[Excerpted text]:
━━━━━━

Walk Away

This past week, each day at the same time, I sat in a waiting room. With folks who were waiting for chemotherapy and/or radiation. Or waiting for their loved ones who were having these treatments. I was waiting for someone.

They all know each other. Like a club. I told my brother it’s like they have their own clique thing going on.

Day One:  I walk in and find a chair. Don’t say anything to anyone. I don’t know the drill. I did give a sort of a half smile. But I didn’t feel much like chatting. The previous week had been a long one so I was welcoming a short rest of nothingness.

Day Two: I hear bits and pieces. I pick up names and spirited conversation about college basketball between a nonagenarian and septuagenarian. Georgetown, Villanova (pronounced Villanover by one of them), P.C., Kentucky and others. Predictions on who will win and who will lose. I hear terms like dark horse, sweep and seed.

Day Three: They say hello to me. I respond in a cheerful manner. Then sit back and absorb the background chatter.

Vic is ninety two years old of Italian descent.

Ron’s grandmother had Russian background. Sounds like his dad’s side were Swamp Yankees.

Vic has two children. A daughter and son.

Ron, seventy nine years old, lost two siblings at young ages. I think one was forty nine years old and the other in her fifties.

Vic walks three miles a day.

━━━━━━

[Provided data]:
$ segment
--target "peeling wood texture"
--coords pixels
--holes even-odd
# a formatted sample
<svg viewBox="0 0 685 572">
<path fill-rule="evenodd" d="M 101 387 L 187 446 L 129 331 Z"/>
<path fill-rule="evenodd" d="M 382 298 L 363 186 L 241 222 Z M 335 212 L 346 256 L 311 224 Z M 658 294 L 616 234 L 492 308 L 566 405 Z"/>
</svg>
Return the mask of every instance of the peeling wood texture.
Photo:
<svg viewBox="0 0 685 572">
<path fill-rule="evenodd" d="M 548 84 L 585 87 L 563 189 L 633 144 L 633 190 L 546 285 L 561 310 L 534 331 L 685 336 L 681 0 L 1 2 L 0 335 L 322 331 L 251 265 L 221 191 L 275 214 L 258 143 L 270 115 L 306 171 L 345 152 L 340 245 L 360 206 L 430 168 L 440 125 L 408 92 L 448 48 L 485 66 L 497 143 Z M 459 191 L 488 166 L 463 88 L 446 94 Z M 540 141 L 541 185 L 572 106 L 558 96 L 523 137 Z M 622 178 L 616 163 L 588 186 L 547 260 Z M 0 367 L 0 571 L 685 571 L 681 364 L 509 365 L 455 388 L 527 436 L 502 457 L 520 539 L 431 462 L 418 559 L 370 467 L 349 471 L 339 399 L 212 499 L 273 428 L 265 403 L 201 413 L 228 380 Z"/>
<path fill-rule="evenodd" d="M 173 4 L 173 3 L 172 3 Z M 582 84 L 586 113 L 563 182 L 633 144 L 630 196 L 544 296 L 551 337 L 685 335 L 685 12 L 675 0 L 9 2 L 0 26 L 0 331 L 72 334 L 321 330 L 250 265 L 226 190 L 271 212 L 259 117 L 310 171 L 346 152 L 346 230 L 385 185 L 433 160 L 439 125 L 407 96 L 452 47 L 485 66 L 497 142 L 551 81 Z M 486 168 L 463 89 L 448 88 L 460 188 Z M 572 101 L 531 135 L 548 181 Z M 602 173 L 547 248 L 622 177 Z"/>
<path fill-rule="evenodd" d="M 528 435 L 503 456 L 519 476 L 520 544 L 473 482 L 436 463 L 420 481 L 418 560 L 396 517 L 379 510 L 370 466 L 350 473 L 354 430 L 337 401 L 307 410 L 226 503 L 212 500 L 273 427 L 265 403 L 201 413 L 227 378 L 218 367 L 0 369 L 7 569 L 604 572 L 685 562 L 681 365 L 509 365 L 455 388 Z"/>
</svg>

━━━━━━

[Questions on the material]:
a – In the Walk Away piece, how old is Vic?
b – From the Walk Away piece, extract the stretch from "Vic has two" through "in her fifties.", copying it exactly.
c – List every basketball term the narrator overhears in the Walk Away piece.

[Answers to the exercises]:
a – Ninety-two.

b –
Vic has two children. A daughter and son.

Ron, seventy nine years old, lost two siblings at young ages. I think one was forty nine years old and the other in her fifties.

c – dark horse, sweep, seed